* [Task requirements] Each record, word for word and stripped of pictures, is what the answer should contain.

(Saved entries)
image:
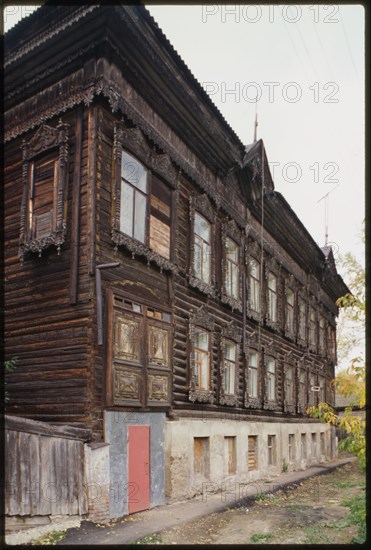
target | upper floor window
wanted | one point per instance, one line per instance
(134, 191)
(302, 320)
(202, 358)
(232, 274)
(302, 398)
(290, 297)
(202, 249)
(229, 367)
(272, 297)
(271, 378)
(253, 374)
(289, 384)
(45, 175)
(312, 326)
(322, 333)
(254, 285)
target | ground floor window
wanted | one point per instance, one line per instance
(291, 444)
(201, 456)
(230, 454)
(271, 450)
(303, 441)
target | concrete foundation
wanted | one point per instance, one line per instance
(225, 458)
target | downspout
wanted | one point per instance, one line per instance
(98, 283)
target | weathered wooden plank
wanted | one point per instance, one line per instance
(33, 426)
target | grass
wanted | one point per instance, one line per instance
(51, 538)
(262, 537)
(315, 535)
(357, 506)
(149, 539)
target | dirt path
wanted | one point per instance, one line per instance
(312, 512)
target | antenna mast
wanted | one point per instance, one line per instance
(327, 208)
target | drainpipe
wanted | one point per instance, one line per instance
(98, 283)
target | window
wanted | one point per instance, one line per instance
(272, 297)
(160, 218)
(290, 310)
(202, 358)
(229, 372)
(302, 320)
(202, 249)
(303, 445)
(323, 443)
(314, 445)
(322, 334)
(133, 203)
(332, 342)
(289, 384)
(291, 449)
(271, 378)
(232, 274)
(44, 203)
(254, 285)
(302, 388)
(230, 454)
(139, 370)
(201, 456)
(253, 373)
(312, 327)
(321, 389)
(271, 450)
(252, 452)
(312, 392)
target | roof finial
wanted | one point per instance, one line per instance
(256, 119)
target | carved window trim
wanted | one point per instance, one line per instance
(253, 252)
(233, 334)
(202, 205)
(303, 342)
(289, 406)
(200, 318)
(133, 141)
(45, 139)
(231, 231)
(272, 266)
(254, 402)
(291, 284)
(301, 368)
(270, 351)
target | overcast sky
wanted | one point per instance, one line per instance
(305, 66)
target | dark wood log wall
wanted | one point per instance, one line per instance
(49, 298)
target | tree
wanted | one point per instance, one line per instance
(351, 382)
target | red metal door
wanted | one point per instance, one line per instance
(138, 487)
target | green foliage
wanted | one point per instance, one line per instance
(357, 516)
(51, 538)
(263, 537)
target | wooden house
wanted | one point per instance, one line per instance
(159, 291)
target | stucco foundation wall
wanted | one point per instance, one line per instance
(181, 480)
(116, 434)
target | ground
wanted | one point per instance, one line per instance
(312, 512)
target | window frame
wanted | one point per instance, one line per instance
(45, 140)
(201, 205)
(230, 231)
(200, 319)
(229, 333)
(158, 165)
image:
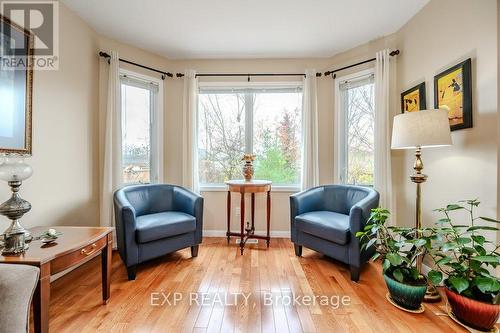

* [Solution]
image:
target | upper floor window
wanted | one point per instance, one line per instance
(134, 191)
(302, 320)
(202, 358)
(232, 274)
(302, 398)
(290, 297)
(202, 249)
(229, 367)
(272, 297)
(271, 378)
(253, 374)
(289, 384)
(45, 175)
(312, 326)
(322, 333)
(254, 285)
target | ground floor window
wanted | one point per instance, one line per instance
(291, 444)
(201, 456)
(230, 454)
(271, 450)
(303, 441)
target | concrete foundation
wanted | one point per instance, one line per instance
(225, 458)
target | downspout
wanted | one point per instance, one line per instance
(98, 283)
target | weathered wooden plank
wanted | one point per instance, one line per instance
(33, 426)
target | grass
wanted | one point per instance, one line per instance
(51, 538)
(262, 537)
(315, 535)
(357, 506)
(149, 539)
target | dirt path
wanted | one point per instance, one line per instance
(312, 512)
target | antenna mast
wanted | one point per instance, one line per instance
(327, 208)
target | drainpipe
wanted | one point per instance, one line per instance
(98, 283)
target | window
wanted | one point per instance, one line per instance
(272, 297)
(160, 218)
(290, 310)
(202, 358)
(229, 372)
(302, 320)
(202, 249)
(303, 445)
(323, 443)
(314, 445)
(322, 334)
(133, 203)
(332, 342)
(289, 384)
(291, 449)
(271, 378)
(232, 274)
(44, 203)
(254, 285)
(302, 388)
(230, 454)
(139, 370)
(201, 456)
(253, 373)
(312, 327)
(321, 389)
(271, 450)
(252, 452)
(312, 392)
target | roof finial
wanted | one point per instance, one line per instance
(256, 119)
target | carved window trim
wanted | one point per instance, one line per instance
(253, 252)
(233, 334)
(202, 205)
(303, 342)
(289, 406)
(200, 318)
(133, 141)
(45, 139)
(231, 231)
(272, 266)
(254, 402)
(291, 284)
(301, 368)
(270, 351)
target | overcast sky
wanted | one point per instance, one line per instance
(305, 66)
target | dark wood log wall
wanted | one point per instance, one line per instance
(49, 298)
target | tree
wanted | one point per instance, one line per instance
(351, 382)
target | red metal door
wanted | one point per instance, one line per instance
(138, 487)
target | green foliage
wanted | one point per instance, one line per instance
(357, 516)
(51, 538)
(263, 537)
target | wooden house
wanted | one point per instance, one line per instance
(159, 291)
target | stucco foundation wall
wanted | one point per instance, one line per instance
(181, 480)
(116, 434)
target | ground
wanted | one point per instance, one line per instance
(312, 512)
target | window frame
wanted | one point per instance, one line per instance
(45, 140)
(201, 205)
(230, 231)
(200, 319)
(229, 333)
(158, 165)
image:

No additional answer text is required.